ÉNONCÉ 1. Recopiez le passage du texte sur la rivalité entre Marseille et Paris, depuis « Si Marseille semble » jusqu'à « une longue histoire. » inclus.
ÉNONCÉ 2. Poursuivez le texte sur l'antagonisme entre Marseille et la capitale en rédigeant ce qui suit sa dernière phrase.

TEXTE SOURCE.
= = = =
Quand en finira-t-on avec le caporalisme ? Jupiter ne touche toujours pas terre : les leçons de la crise des Gilets jaunes n’ont pas encore été tirées par le pouvoir. Après sa nomination à Matignon, Jean Castex avait annoncé avec son bel accent chantant une « révolution » des esprits : le gouvernement serait à l’écoute des territoires pour « ressouder » le pays. Il n’en est rien. Notre belle capitale vit plus que jamais à l’heure de l’hydrocéphalie, cette surabondance du liquide cérébro-spinal, que moquait naguère l’écrivain Julien Green : « Paris a une grosse tête par rapport à la France, écrivait-il. Ce n’est pas dans les grosses têtes qu’il y a les gros cerveaux. »
Si Marseille semble plus portée à la désobéissance civile et aux appels à l’insurrection que d’autres territoires français, même quand ils ont été remuants à l’instar de la Bretagne, c’est sans doute parce qu’elle nourrit depuis longtemps une sourde détestation envers la capitale qui la lui rend bien. La marseillophobie est de toutes les époques. La guéguerre marseillo-parisienne n’a pas commencé, il s’en faut, avec les matchs OM-PSG et le folklore afférent. C’est même une longue histoire.
= = = =
[Enregistrements de boîtes englobantes]
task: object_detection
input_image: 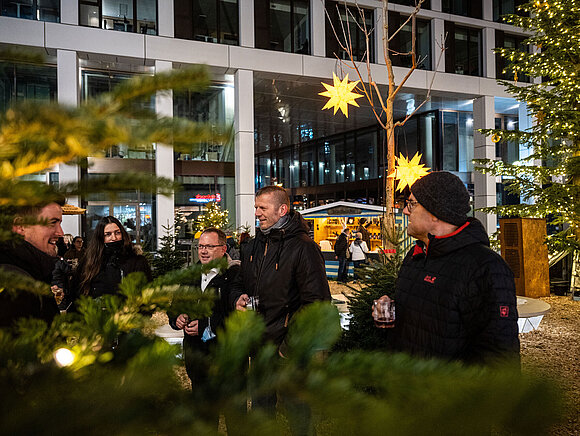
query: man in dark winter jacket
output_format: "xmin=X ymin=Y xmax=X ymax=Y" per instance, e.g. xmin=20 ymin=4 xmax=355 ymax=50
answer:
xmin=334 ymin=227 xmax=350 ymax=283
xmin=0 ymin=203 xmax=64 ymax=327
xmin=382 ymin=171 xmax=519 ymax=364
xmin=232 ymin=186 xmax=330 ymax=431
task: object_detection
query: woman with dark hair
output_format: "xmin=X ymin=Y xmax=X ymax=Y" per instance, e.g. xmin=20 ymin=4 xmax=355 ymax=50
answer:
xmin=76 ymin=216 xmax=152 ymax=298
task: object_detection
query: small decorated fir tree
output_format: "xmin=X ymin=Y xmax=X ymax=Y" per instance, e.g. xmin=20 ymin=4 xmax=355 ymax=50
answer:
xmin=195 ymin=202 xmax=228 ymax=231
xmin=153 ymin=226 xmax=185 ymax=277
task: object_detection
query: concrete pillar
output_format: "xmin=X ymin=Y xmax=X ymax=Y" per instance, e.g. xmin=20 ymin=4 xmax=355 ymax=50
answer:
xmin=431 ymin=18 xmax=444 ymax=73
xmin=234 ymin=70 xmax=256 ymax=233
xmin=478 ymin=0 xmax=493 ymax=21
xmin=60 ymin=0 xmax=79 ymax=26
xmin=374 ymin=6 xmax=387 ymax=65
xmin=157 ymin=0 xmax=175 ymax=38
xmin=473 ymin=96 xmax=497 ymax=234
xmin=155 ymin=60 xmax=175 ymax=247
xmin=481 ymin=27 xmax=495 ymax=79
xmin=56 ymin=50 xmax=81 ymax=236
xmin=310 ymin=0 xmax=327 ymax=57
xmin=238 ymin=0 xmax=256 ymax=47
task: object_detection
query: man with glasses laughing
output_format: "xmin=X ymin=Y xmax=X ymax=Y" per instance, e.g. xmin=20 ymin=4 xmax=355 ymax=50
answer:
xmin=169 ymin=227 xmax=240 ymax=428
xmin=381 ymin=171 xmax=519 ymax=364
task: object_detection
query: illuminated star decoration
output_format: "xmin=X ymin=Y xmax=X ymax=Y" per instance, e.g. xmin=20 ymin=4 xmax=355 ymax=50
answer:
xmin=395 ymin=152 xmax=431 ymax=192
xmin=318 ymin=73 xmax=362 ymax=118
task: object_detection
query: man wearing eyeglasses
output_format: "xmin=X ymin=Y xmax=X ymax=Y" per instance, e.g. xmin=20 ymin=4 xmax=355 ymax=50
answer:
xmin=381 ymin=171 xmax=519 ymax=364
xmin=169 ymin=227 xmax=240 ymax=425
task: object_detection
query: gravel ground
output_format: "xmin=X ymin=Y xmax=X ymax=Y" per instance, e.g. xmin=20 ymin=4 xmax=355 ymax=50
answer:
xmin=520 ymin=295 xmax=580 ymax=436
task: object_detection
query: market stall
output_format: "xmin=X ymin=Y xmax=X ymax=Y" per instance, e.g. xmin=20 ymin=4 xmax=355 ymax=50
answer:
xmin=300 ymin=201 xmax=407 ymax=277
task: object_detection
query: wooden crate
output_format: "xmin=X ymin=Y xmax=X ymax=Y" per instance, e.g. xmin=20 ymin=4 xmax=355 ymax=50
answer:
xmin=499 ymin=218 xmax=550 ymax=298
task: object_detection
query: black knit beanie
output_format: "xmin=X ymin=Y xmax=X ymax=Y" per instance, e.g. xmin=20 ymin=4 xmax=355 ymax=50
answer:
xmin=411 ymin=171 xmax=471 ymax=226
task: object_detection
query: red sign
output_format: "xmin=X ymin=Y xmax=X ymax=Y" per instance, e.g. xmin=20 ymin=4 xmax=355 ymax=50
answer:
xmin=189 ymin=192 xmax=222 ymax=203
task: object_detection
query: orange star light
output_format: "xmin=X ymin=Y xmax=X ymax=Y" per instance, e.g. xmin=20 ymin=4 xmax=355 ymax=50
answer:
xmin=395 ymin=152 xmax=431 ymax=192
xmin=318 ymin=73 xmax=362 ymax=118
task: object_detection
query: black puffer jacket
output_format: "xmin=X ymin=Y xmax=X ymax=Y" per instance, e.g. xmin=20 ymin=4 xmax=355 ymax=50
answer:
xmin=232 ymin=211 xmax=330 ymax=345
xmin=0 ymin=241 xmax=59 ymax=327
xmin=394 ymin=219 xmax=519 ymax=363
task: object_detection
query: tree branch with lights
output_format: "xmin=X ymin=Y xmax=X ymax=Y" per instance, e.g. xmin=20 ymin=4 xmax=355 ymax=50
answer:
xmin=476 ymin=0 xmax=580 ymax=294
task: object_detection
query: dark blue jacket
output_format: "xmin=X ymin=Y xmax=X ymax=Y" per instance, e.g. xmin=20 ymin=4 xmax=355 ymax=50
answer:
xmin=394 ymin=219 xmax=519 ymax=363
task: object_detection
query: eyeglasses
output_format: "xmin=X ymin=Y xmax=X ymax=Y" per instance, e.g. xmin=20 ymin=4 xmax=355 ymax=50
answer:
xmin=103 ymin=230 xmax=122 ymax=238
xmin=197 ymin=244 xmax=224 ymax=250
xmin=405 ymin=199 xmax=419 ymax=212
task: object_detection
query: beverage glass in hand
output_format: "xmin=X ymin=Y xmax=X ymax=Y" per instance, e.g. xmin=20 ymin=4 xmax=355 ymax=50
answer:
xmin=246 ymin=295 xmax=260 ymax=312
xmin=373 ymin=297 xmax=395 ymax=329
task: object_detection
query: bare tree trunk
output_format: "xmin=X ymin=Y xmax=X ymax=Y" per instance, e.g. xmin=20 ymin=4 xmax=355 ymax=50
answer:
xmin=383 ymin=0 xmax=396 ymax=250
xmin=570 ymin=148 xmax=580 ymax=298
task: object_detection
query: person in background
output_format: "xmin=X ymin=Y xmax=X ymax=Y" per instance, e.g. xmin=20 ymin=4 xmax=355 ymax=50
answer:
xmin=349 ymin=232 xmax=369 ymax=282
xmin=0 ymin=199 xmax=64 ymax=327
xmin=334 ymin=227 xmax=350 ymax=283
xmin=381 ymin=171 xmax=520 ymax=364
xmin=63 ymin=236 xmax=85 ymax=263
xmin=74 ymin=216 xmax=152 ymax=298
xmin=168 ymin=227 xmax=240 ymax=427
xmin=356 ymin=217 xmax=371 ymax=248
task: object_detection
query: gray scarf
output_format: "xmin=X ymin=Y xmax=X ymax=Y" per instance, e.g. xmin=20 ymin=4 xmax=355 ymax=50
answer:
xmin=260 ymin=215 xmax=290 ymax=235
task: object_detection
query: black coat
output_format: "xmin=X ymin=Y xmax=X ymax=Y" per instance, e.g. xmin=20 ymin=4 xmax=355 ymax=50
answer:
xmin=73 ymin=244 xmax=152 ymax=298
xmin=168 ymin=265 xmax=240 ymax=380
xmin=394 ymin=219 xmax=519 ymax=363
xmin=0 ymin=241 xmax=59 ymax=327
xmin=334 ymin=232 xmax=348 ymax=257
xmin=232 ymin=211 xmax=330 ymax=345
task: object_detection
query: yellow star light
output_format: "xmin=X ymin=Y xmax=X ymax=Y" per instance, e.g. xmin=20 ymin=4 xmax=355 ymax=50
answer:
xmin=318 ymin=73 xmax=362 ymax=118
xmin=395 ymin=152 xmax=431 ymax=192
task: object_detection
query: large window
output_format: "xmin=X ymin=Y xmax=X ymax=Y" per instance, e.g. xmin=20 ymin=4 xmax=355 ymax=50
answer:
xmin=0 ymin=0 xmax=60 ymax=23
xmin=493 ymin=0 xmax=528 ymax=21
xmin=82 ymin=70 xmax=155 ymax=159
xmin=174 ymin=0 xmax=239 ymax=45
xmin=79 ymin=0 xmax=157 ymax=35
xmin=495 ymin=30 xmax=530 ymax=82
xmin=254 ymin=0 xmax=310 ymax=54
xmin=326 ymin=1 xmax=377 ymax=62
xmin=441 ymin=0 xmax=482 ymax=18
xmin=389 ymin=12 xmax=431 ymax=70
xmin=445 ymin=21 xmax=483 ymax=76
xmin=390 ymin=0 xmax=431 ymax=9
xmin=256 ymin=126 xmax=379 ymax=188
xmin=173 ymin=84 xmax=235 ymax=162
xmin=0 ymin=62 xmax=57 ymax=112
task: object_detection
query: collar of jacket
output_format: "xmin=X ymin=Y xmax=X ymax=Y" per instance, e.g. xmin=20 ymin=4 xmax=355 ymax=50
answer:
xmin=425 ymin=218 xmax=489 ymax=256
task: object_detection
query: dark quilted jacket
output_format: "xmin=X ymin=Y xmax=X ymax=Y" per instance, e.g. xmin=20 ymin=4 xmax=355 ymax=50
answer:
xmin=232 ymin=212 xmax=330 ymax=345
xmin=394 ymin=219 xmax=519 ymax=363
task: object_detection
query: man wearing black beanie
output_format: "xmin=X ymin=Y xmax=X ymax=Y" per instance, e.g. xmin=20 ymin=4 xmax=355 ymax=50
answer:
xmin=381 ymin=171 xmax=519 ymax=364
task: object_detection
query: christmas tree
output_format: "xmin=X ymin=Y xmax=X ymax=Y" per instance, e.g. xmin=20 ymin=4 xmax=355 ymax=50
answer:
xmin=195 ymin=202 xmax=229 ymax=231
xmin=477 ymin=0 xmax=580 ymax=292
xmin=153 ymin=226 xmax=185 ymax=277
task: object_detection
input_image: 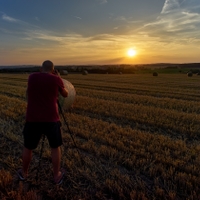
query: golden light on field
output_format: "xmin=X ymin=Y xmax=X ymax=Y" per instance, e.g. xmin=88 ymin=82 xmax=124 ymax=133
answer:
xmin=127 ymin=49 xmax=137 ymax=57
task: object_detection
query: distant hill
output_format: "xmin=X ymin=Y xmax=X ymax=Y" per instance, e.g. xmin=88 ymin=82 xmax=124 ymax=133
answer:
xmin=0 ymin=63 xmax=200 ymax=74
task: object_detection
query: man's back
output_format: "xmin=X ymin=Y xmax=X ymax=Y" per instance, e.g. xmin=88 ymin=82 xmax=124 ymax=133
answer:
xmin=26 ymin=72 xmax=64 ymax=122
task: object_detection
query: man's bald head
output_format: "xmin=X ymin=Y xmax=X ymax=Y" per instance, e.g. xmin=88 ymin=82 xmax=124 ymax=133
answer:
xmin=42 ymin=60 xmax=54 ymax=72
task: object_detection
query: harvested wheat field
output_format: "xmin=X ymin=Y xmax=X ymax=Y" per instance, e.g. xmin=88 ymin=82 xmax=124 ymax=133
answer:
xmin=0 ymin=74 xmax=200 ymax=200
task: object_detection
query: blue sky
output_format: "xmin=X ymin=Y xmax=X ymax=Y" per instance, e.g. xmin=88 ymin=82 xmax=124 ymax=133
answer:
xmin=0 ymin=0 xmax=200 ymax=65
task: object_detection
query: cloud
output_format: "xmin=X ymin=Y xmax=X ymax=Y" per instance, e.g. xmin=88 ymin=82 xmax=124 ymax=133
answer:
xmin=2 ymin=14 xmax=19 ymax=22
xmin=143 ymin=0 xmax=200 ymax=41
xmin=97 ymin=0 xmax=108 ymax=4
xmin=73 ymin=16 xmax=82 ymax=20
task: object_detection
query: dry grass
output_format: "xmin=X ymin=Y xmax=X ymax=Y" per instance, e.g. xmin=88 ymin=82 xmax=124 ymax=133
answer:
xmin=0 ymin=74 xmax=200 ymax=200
= = = =
RÉSULTAT 1.
Si Marseille semble plus portée à la désobéissance civile et aux appels à l’insurrection que d’autres territoires français, même quand ils ont été remuants à l’instar de la Bretagne, c’est sans doute parce qu’elle nourrit depuis longtemps une sourde détestation envers la capitale qui la lui rend bien. La marseillophobie est de toutes les époques. La guéguerre marseillo-parisienne n’a pas commencé, il s’en faut, avec les matchs OM-PSG et le folklore afférent. C’est même une longue histoire.

RÉSULTAT 2.
Le 6 janvier 1659, celui qu’on appellerait bientôt le Roi-Soleil en fit les frais, quand, venus présenter leurs hommages au monarque avec les autorités marseillaises, deux gentilshommes, Niozelles et son frère, le commandeur de Cuges, refusèrent de se mettre à genoux devant le roi. « L’esprit démocratique de Marseille, observe un chroniqueur du XIXe siècle, Augustin Fabre (1), fatiguait Louis XIV qui se préparait à lancer les foudres de sa vengeance. »
L’année suivante, visitant la Provence, le roi fit creuser, pour y pénétrer avec Mazarin et sa cour, une grande brèche dans les remparts de la cité phocéenne, comme s’il s’agissait d’une forteresse ennemie. « Un morne silence, raconte Augustin Fabre, régna dans Marseille humiliée qui offrait le triste spectacle d’une ville prise d’assaut. » Louis XIV fit ensuite construire deux forts au sommet desquels les canons étaient pointés, non pas vers la mer, mais en direction de la cité phocéenne.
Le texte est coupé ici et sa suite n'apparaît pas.